STATED TASK 1:
In the post about Scott Flansburg, what world record does he hold?
STATED TASK 2:
Please continue the post about Scott Flansburg from where it stops.

TEXT PROVIDED:
Friday, August 21, 2009

Complexity in Action

Tēnā koutou katoa – Greetings to you all
Complexity in Numbers
This week I was privileged to see Scott Flansburg in action. He visited TCS and entertained a huge audience of staff while demonstrating his calculative ability.

He began with a few warm-up activities. How quickly can you add up a set of four two-digit numbers? Try this:
Sum
A human calculator

Scott can give you the answer to the above sum quicker than you can read the first number. He can do complicated calculations, with huge numbers, that would challenge anything you, I or an expert accountant could do with a calculator.

He calculates at lightning speed and very rarely makes a mistake.
And he’s proved it. He holds the world record for mental calculating.

Scott is an ordinary guy with extraordinary mental abilities. No slouch, he uses his smooth, motivational manner and enthusiasm for numbers – mathletics he calls it – to inspire and motivate young learners. At the moment he is touring schools in New Zealand doing just that.

Young mathletes

Fascinating his audiences by demonstrating patterns in numbers and in the properties and qualities of the array of single digits 0 through to 9, he is number crunching his way across the world, engaging
young learners in taking an interest in Mathematics.

Location labeling records:
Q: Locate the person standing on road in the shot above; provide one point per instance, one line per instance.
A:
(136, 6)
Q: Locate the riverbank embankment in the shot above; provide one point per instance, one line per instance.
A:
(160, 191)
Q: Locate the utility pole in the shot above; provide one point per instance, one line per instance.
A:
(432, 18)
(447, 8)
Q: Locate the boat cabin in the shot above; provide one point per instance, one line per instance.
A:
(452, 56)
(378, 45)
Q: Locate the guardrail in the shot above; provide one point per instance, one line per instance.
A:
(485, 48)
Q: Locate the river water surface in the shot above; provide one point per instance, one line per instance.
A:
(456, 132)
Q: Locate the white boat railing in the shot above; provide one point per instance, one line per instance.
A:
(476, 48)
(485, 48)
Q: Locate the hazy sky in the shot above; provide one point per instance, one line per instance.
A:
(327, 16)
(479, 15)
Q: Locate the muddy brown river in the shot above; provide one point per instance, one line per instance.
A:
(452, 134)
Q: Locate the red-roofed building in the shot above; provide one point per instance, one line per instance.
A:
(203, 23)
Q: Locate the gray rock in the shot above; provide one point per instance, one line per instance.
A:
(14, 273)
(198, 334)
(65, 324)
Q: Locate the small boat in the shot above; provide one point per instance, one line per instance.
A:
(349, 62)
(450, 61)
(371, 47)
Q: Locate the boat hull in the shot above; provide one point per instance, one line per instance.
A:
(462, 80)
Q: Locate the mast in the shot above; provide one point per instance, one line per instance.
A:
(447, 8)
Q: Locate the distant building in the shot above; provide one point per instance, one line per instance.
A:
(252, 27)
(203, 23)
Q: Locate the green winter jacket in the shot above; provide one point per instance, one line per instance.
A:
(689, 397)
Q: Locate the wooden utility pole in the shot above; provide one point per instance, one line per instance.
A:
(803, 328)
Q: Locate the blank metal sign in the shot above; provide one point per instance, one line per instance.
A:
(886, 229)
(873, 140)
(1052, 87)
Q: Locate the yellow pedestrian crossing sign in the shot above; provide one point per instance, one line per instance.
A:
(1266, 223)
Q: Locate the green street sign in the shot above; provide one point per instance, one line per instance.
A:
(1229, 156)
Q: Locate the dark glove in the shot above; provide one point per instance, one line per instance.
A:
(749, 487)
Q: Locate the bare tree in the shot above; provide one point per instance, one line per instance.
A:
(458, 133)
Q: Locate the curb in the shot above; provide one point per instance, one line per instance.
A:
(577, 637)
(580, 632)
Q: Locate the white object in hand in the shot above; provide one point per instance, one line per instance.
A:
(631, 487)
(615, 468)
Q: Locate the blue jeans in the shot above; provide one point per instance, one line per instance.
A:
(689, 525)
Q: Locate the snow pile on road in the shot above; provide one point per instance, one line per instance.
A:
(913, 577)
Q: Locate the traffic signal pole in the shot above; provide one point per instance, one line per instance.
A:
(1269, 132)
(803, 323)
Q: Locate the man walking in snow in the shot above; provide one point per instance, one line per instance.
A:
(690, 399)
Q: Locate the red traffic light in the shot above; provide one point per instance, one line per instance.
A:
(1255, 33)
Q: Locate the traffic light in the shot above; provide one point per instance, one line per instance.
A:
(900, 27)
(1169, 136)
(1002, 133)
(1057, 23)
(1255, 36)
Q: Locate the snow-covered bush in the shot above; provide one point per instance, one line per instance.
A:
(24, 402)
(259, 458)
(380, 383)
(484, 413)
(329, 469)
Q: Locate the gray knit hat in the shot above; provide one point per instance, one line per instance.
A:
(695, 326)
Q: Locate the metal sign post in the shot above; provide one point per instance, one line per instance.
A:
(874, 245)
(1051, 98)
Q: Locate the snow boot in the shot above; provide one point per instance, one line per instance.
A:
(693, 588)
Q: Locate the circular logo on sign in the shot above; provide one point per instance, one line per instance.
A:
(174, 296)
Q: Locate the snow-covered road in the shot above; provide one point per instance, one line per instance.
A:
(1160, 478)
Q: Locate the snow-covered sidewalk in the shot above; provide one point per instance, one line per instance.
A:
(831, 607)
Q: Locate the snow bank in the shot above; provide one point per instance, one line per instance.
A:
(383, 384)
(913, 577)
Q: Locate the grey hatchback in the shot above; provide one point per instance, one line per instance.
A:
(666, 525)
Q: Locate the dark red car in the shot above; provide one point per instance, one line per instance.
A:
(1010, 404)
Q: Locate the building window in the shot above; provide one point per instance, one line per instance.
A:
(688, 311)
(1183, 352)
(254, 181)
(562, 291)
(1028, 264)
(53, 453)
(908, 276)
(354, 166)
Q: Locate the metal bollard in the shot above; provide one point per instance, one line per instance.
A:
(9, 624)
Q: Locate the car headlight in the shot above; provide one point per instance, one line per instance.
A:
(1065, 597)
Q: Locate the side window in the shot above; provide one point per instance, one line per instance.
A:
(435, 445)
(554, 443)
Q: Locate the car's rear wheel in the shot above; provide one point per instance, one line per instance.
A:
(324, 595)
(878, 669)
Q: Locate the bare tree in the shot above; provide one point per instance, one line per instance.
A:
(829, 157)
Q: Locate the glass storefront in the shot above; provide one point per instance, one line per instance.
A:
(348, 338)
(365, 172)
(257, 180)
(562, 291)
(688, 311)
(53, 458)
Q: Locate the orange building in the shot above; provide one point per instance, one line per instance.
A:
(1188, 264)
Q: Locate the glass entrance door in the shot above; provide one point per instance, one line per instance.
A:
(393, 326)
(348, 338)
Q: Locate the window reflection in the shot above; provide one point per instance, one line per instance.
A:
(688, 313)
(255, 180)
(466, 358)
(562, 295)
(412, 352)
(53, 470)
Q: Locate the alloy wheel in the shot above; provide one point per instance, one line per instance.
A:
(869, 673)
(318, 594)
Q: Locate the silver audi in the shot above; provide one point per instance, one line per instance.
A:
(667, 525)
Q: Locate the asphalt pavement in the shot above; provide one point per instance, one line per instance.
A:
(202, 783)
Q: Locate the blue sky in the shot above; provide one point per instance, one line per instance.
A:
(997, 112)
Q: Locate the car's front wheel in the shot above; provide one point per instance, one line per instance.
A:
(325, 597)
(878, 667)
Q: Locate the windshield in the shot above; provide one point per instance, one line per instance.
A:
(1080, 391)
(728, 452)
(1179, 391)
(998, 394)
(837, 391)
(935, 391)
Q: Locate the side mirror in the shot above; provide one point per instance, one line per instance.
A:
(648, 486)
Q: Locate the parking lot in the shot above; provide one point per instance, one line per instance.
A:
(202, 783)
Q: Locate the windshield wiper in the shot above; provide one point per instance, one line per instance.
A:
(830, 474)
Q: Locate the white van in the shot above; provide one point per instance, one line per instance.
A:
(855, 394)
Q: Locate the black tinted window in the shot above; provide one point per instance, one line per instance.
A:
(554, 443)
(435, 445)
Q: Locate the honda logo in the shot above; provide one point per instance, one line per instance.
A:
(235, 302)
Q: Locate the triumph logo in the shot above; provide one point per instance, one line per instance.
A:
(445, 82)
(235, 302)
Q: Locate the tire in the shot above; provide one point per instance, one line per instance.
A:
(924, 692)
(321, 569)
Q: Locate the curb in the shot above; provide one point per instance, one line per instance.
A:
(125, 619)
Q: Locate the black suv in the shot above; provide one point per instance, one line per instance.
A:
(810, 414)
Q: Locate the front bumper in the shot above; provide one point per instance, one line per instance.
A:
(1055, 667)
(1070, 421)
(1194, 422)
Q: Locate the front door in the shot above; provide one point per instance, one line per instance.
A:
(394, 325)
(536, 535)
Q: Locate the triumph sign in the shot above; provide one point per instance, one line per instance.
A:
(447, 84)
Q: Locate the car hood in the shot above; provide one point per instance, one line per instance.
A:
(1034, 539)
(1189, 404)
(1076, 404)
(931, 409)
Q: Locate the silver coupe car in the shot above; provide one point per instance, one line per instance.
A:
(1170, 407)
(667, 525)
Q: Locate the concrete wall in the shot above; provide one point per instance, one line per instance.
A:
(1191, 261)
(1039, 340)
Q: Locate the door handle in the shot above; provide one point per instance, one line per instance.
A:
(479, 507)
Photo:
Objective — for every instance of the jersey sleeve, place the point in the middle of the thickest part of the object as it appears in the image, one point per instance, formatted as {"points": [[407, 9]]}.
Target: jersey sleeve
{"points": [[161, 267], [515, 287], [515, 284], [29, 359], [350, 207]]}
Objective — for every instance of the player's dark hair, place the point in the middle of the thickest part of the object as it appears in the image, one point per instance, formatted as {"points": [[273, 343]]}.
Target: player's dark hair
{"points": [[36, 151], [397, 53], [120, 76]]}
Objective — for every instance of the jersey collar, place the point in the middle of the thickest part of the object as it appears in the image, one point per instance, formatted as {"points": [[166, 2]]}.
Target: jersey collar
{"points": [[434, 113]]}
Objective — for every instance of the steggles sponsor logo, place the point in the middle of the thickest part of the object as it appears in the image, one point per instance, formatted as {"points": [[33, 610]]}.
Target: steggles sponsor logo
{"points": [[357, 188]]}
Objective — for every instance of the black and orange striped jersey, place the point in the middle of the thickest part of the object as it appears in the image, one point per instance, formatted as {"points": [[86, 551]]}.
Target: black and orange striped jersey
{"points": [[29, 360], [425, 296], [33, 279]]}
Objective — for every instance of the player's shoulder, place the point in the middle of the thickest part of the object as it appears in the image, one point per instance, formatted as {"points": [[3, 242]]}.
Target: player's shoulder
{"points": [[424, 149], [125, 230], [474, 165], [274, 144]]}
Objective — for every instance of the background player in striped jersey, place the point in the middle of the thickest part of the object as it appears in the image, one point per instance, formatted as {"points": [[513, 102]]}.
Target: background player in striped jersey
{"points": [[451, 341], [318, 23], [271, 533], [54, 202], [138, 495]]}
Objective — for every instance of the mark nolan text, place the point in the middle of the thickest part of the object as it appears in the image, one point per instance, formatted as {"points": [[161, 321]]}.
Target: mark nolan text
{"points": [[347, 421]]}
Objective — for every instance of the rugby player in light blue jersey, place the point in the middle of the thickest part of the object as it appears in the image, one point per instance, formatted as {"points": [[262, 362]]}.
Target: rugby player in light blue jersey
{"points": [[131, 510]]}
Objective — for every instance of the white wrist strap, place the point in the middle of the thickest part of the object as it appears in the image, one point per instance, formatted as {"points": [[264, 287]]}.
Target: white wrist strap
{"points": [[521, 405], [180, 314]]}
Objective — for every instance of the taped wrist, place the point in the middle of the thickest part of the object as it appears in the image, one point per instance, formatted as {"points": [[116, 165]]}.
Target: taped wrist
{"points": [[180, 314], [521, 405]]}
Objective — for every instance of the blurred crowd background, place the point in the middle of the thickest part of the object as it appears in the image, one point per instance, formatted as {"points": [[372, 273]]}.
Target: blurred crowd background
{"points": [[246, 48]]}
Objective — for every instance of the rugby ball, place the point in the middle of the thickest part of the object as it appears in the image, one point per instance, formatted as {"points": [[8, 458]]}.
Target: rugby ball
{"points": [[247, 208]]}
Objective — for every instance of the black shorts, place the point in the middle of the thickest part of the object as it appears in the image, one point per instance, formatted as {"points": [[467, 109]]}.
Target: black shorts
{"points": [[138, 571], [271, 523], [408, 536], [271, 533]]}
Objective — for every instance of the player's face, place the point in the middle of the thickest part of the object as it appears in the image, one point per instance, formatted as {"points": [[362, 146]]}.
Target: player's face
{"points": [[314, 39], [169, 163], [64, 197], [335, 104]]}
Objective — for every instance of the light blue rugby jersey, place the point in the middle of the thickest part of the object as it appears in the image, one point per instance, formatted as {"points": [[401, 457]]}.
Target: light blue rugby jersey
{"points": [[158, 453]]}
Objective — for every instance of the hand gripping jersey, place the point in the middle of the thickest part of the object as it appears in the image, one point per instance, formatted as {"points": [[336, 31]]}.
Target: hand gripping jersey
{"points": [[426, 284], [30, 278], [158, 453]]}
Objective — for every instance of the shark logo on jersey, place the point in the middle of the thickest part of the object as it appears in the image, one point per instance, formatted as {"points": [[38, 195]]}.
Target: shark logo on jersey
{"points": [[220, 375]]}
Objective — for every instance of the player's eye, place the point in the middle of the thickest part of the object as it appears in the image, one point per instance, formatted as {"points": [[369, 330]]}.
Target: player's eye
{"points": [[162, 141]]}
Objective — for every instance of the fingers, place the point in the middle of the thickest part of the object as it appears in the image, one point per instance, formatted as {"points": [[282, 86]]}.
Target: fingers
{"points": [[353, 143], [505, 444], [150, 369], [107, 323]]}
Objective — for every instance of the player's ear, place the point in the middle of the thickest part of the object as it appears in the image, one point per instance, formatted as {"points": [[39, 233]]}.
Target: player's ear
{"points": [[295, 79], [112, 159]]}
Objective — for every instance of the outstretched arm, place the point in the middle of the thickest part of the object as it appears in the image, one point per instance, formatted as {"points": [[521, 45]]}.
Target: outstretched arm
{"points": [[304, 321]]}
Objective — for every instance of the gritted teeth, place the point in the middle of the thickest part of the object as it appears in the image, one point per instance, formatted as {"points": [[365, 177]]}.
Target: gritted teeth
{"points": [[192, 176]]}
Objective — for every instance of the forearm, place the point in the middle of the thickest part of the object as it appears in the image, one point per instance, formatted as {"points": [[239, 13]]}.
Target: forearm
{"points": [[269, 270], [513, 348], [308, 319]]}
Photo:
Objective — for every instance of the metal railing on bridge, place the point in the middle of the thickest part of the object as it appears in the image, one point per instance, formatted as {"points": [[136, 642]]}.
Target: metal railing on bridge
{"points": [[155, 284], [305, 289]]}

EXERCISE OUTPUT 1:
The world record for mental calculating.

EXERCISE OUTPUT 2:
NinesHe believes that there is nothing necessarily unique in the way his mind works anyone can learn to use their mind the way he does. What makes Scott different from you or me? He explained a few of the differences in the ways he thinks when calculating.

Basically he doesn’t use the memorised routines that are normally part of mental arithmetic. Times tables and addition tables assist us till situations arise where the tables run out. Beyond those, we resort to cumbersome hierarchical computational processes.

Memorising is limiting

Scott says that using memory in the traditional way for doing these manipulations is severely limiting.
AdditionThe ‘carrying figure’ and all that’s associated with it when adding lists of numbers is another aspect that Scott thinks slows you down. This is mainly to do with speed, accuracy and the way the mind works. With adding figures, he advocates toting columns of digits from the top. Starting from the left-hand column and moving right is more facile than the traditional right-column-first approach.

His ability is not unique, but his prowess of speed and accuracy puts him in a distinct position among many who demonstrate similar mental capabilities.


Effortless

Plainly, Scott demonstrates the power of the brain to perform seemingly impossible and colossal computational activities, almost effortlessly, if used in special ways.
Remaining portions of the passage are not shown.